> BRIEF:
Set down precisely the lines from the line with "[pin] laptop -- one per line" through the end of the material, inclusive, and no pictures.

Object pointing dataset rows:
::::::::
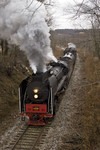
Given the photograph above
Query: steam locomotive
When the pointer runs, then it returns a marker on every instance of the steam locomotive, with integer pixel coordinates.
(38, 93)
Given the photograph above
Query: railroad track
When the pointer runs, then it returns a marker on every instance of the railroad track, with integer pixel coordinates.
(30, 138)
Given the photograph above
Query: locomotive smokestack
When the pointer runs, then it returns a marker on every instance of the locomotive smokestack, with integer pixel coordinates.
(23, 23)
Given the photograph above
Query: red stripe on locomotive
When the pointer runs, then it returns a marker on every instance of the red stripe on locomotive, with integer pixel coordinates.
(36, 108)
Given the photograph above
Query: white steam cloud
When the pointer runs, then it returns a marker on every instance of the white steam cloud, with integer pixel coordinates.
(22, 22)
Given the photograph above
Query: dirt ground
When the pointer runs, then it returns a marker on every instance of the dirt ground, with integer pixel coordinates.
(74, 126)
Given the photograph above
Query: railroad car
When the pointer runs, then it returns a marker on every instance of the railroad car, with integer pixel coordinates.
(38, 93)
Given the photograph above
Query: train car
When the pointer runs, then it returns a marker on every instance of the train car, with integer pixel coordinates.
(38, 93)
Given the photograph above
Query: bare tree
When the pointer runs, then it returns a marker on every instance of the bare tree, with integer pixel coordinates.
(91, 11)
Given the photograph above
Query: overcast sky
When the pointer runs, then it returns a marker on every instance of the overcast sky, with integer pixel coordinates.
(62, 19)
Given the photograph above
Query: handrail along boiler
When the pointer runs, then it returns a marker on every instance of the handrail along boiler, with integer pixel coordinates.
(38, 92)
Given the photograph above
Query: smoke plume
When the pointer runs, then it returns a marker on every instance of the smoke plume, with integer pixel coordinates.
(22, 22)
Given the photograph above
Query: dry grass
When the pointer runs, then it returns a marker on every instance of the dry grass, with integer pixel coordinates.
(91, 107)
(10, 77)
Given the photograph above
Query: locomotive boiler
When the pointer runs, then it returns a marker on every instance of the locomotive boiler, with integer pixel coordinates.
(38, 93)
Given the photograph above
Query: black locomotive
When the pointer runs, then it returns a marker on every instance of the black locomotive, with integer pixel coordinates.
(39, 92)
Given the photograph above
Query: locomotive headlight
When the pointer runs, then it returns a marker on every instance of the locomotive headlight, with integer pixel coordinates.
(35, 96)
(35, 90)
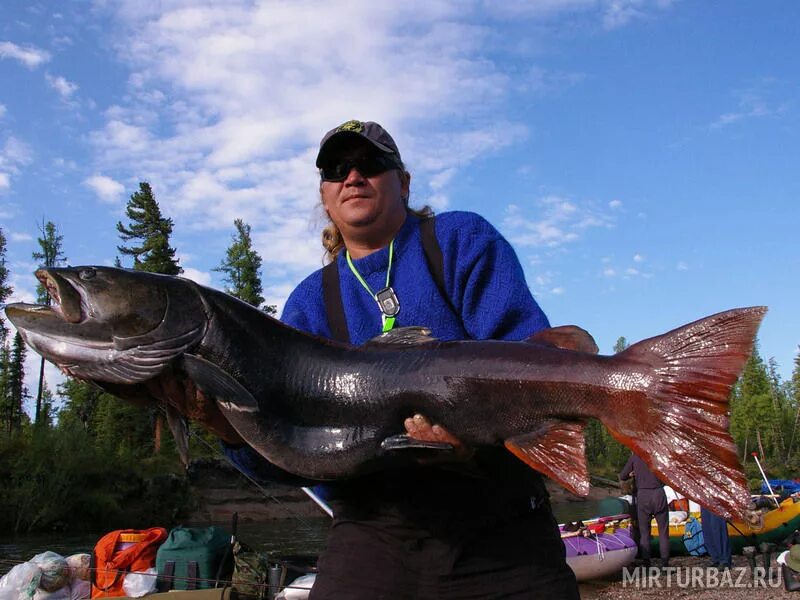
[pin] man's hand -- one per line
(419, 428)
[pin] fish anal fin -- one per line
(404, 441)
(556, 450)
(566, 337)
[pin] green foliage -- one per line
(153, 252)
(12, 414)
(242, 269)
(51, 255)
(60, 479)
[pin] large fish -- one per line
(325, 410)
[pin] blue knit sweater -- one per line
(483, 279)
(486, 285)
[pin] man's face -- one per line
(360, 200)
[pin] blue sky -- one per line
(641, 155)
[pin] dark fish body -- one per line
(324, 410)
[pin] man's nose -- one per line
(354, 177)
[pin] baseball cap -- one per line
(370, 131)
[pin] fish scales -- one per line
(325, 410)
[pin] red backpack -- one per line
(121, 552)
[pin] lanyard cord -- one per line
(388, 322)
(361, 279)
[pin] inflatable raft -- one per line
(600, 548)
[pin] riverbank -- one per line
(218, 490)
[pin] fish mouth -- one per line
(66, 300)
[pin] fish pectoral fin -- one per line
(566, 337)
(180, 431)
(403, 336)
(556, 450)
(216, 383)
(405, 442)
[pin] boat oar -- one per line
(318, 501)
(764, 475)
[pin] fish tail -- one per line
(681, 430)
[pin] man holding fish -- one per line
(420, 510)
(476, 523)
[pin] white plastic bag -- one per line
(80, 590)
(20, 583)
(55, 571)
(140, 583)
(299, 589)
(59, 594)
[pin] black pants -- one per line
(652, 503)
(513, 557)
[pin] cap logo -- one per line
(354, 126)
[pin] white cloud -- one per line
(200, 277)
(557, 221)
(29, 56)
(754, 101)
(13, 154)
(106, 188)
(61, 85)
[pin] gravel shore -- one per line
(692, 578)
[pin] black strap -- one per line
(166, 578)
(332, 295)
(332, 291)
(192, 575)
(435, 259)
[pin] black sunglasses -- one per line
(368, 166)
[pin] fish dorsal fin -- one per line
(556, 450)
(566, 337)
(403, 336)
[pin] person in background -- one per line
(477, 523)
(715, 537)
(651, 502)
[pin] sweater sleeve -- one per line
(488, 282)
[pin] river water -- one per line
(281, 537)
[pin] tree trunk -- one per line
(39, 393)
(159, 428)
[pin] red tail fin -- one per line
(683, 432)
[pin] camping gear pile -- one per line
(48, 576)
(136, 562)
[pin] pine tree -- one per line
(51, 255)
(154, 255)
(17, 392)
(5, 289)
(5, 355)
(242, 268)
(152, 231)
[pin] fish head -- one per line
(111, 325)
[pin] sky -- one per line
(642, 156)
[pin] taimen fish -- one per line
(325, 410)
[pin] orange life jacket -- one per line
(120, 552)
(680, 504)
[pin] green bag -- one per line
(190, 558)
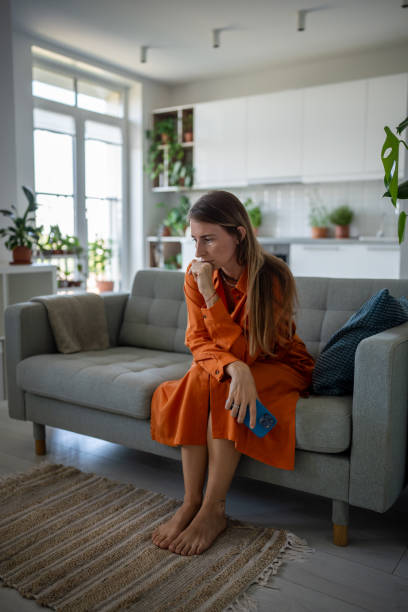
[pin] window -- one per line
(79, 158)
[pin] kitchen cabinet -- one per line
(386, 105)
(334, 131)
(220, 144)
(332, 259)
(274, 136)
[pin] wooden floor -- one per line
(370, 574)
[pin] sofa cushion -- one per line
(334, 370)
(156, 313)
(119, 379)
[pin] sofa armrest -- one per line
(380, 401)
(115, 304)
(27, 332)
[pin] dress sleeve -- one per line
(214, 339)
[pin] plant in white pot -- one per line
(99, 256)
(22, 234)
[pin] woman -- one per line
(241, 333)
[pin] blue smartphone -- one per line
(265, 420)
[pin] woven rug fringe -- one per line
(294, 549)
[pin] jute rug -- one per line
(76, 542)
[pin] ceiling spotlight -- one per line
(143, 54)
(301, 15)
(216, 38)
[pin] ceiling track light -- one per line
(143, 54)
(301, 19)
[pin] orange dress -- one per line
(215, 336)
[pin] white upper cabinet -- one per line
(220, 143)
(274, 136)
(334, 131)
(386, 105)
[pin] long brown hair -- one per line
(271, 287)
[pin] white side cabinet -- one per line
(334, 131)
(348, 261)
(20, 283)
(386, 105)
(220, 143)
(274, 136)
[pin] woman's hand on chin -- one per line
(202, 272)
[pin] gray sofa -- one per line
(350, 449)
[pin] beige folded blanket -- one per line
(77, 321)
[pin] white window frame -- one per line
(80, 116)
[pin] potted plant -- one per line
(390, 160)
(254, 213)
(341, 217)
(99, 256)
(23, 234)
(188, 127)
(176, 219)
(319, 221)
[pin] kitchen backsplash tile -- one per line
(285, 207)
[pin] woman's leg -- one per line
(210, 521)
(194, 462)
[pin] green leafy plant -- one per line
(23, 232)
(99, 256)
(318, 216)
(390, 161)
(342, 215)
(176, 219)
(254, 212)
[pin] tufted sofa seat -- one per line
(351, 449)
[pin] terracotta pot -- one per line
(22, 255)
(342, 231)
(104, 286)
(319, 232)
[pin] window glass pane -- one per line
(46, 120)
(102, 131)
(100, 99)
(53, 162)
(104, 220)
(103, 170)
(53, 86)
(55, 210)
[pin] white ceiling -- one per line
(258, 34)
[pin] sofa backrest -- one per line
(156, 315)
(325, 304)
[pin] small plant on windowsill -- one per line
(319, 221)
(99, 257)
(341, 217)
(23, 234)
(390, 161)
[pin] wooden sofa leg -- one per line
(340, 535)
(39, 437)
(340, 519)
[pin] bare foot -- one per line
(206, 526)
(164, 534)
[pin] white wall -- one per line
(390, 60)
(7, 140)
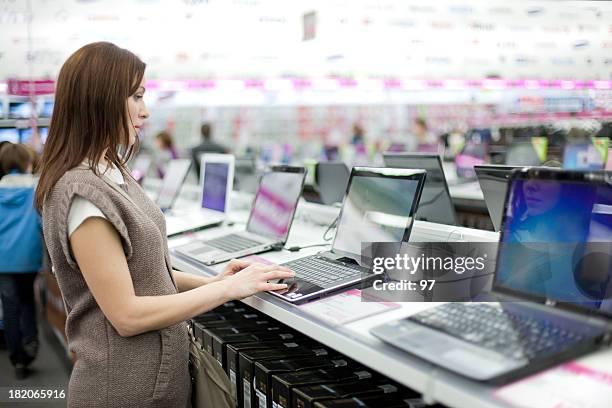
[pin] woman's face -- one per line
(137, 112)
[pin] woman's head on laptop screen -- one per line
(556, 240)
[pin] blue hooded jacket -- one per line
(20, 230)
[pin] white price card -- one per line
(346, 307)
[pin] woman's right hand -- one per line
(256, 278)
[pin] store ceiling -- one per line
(198, 39)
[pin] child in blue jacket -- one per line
(20, 254)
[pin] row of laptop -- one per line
(540, 318)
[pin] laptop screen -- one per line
(555, 241)
(20, 110)
(472, 154)
(140, 168)
(215, 185)
(9, 135)
(172, 182)
(378, 207)
(493, 182)
(435, 204)
(585, 156)
(275, 202)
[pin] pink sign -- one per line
(26, 88)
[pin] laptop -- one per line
(493, 180)
(379, 205)
(472, 154)
(435, 204)
(586, 156)
(176, 172)
(269, 221)
(216, 181)
(140, 168)
(552, 285)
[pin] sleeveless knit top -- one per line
(146, 370)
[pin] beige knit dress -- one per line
(147, 370)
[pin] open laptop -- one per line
(471, 155)
(141, 166)
(493, 181)
(379, 205)
(435, 204)
(532, 152)
(216, 181)
(176, 172)
(269, 221)
(552, 286)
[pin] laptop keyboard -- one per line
(514, 335)
(321, 271)
(232, 243)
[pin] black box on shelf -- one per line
(248, 358)
(306, 396)
(220, 341)
(204, 338)
(283, 384)
(264, 370)
(232, 355)
(375, 401)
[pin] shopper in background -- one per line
(423, 138)
(107, 243)
(164, 152)
(2, 144)
(207, 146)
(20, 255)
(358, 136)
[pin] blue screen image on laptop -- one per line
(9, 135)
(47, 109)
(559, 242)
(372, 213)
(582, 157)
(20, 110)
(215, 186)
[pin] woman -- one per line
(20, 254)
(107, 243)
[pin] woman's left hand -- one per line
(234, 266)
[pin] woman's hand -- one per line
(234, 266)
(255, 278)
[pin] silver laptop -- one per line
(269, 221)
(552, 291)
(435, 204)
(216, 181)
(493, 180)
(379, 206)
(176, 172)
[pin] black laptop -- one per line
(435, 204)
(552, 286)
(379, 206)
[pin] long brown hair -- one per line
(90, 113)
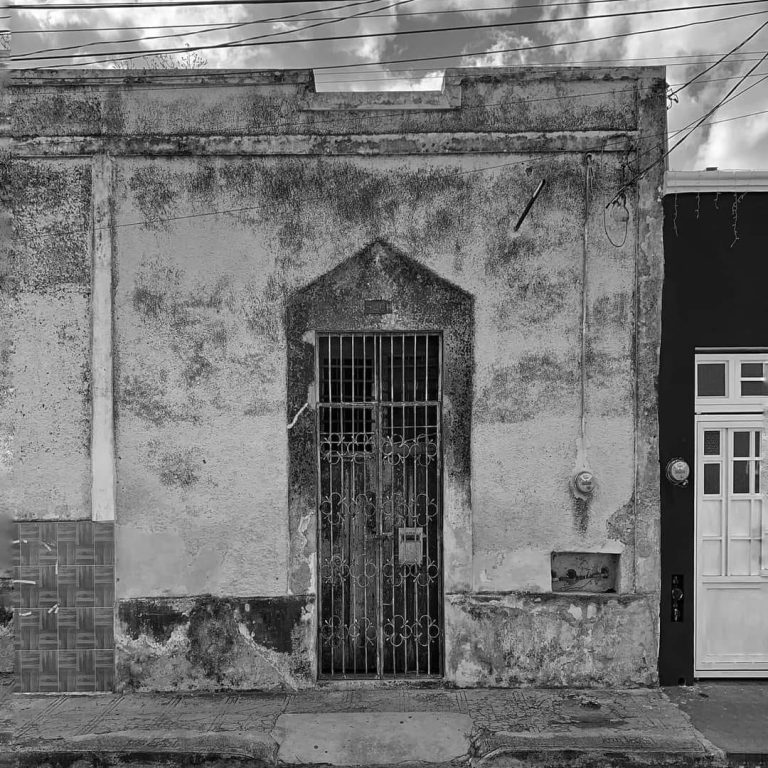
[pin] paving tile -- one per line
::::::::
> EXERCISE SOLUTION:
[pin] laptop -- one per line
(493, 180)
(379, 205)
(472, 154)
(435, 204)
(586, 156)
(176, 172)
(269, 221)
(216, 181)
(140, 168)
(552, 285)
[pin] sleeveless knit top -- one per line
(146, 370)
[pin] beige knit dress -- one per line
(147, 370)
[pin] open laptop -- one per line
(471, 155)
(141, 166)
(493, 181)
(379, 205)
(435, 204)
(532, 152)
(216, 181)
(176, 172)
(269, 221)
(552, 286)
[pin] laptop keyboard -- one per line
(514, 335)
(321, 271)
(232, 243)
[pin] black box on shelf -- one per line
(248, 358)
(306, 396)
(220, 341)
(204, 338)
(283, 384)
(264, 370)
(232, 355)
(375, 401)
[pin] shopper in background -- one per line
(423, 138)
(107, 243)
(164, 152)
(2, 144)
(207, 146)
(20, 255)
(358, 136)
[pin] blue screen image on laptop -- one per line
(9, 135)
(47, 109)
(559, 242)
(372, 213)
(582, 157)
(20, 110)
(215, 186)
[pin] woman -- one per line
(20, 254)
(107, 243)
[pin] woman's left hand -- one per line
(234, 266)
[pin] woman's hand -- one per line
(234, 266)
(255, 278)
[pin] silver laptop -- one per line
(269, 221)
(552, 291)
(435, 204)
(216, 181)
(493, 180)
(379, 206)
(176, 172)
[pin] black laptop -- one per line
(435, 204)
(552, 286)
(379, 206)
[pin] long brown hair -- one per line
(90, 113)
[pin] paving tile -- one per line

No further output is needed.